WHAT TO DO:
Search the listing below for lines that hold the word "each", and report only how many there are.

DATA IN THIS EXERCISE:
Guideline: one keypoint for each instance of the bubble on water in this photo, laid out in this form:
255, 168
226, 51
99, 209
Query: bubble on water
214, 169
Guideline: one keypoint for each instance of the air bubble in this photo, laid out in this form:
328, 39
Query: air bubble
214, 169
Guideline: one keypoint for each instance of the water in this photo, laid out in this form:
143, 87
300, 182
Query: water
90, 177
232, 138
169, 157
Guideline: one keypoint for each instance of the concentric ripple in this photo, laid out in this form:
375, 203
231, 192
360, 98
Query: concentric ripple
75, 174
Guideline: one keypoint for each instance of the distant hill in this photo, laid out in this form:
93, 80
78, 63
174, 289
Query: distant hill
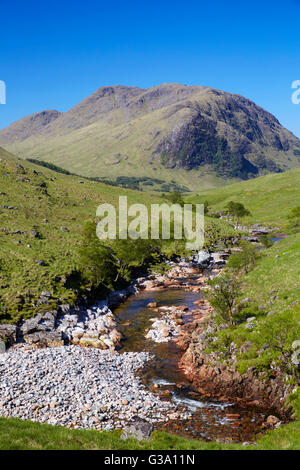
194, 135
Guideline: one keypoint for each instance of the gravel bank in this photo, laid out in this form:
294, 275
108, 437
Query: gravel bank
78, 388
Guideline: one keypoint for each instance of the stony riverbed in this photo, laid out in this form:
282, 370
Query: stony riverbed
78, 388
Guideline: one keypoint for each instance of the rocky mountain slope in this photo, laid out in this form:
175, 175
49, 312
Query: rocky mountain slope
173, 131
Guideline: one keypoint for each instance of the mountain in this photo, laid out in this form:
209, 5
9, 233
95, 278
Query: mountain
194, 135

...

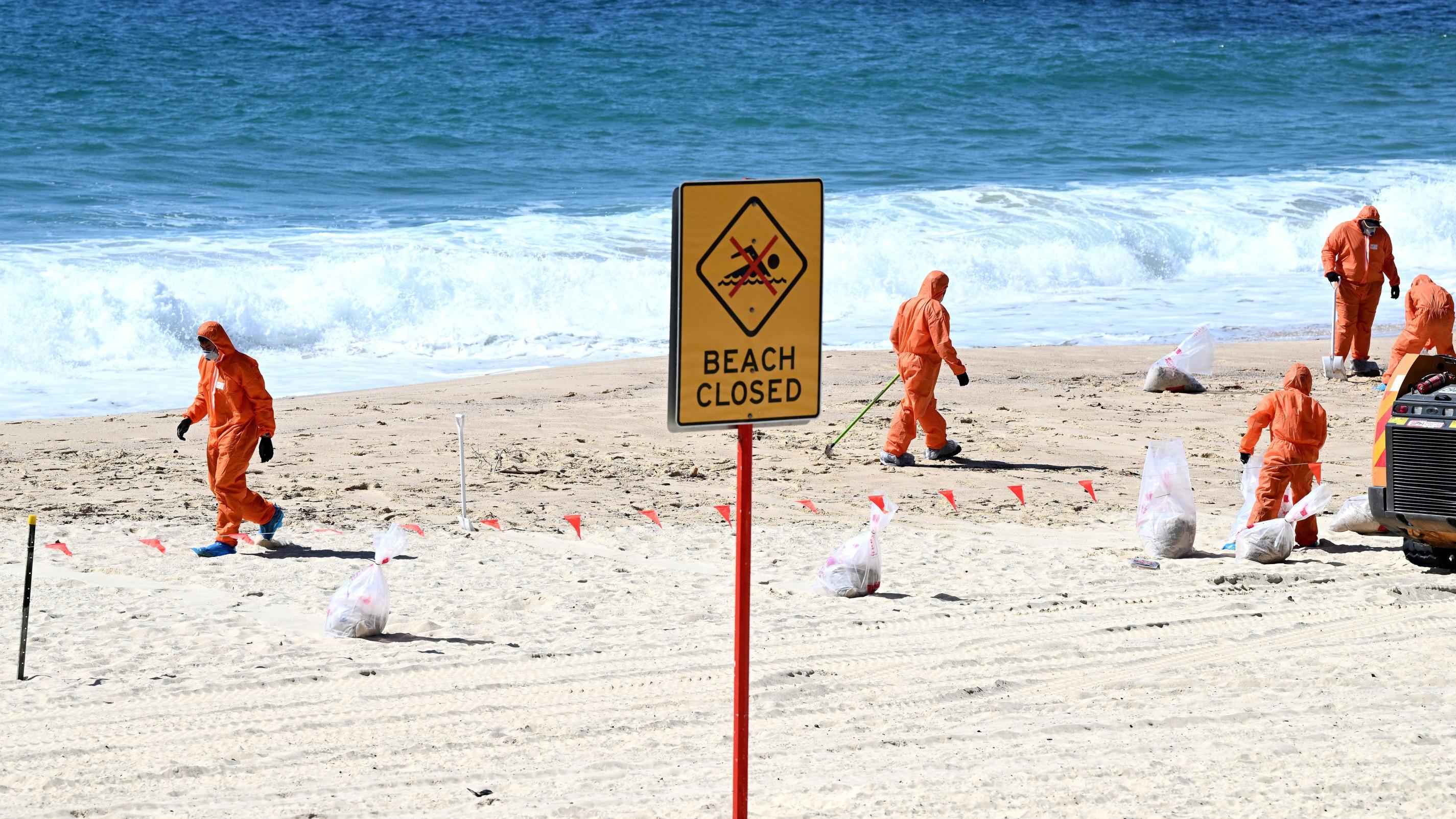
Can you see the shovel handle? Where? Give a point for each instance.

REPLY:
10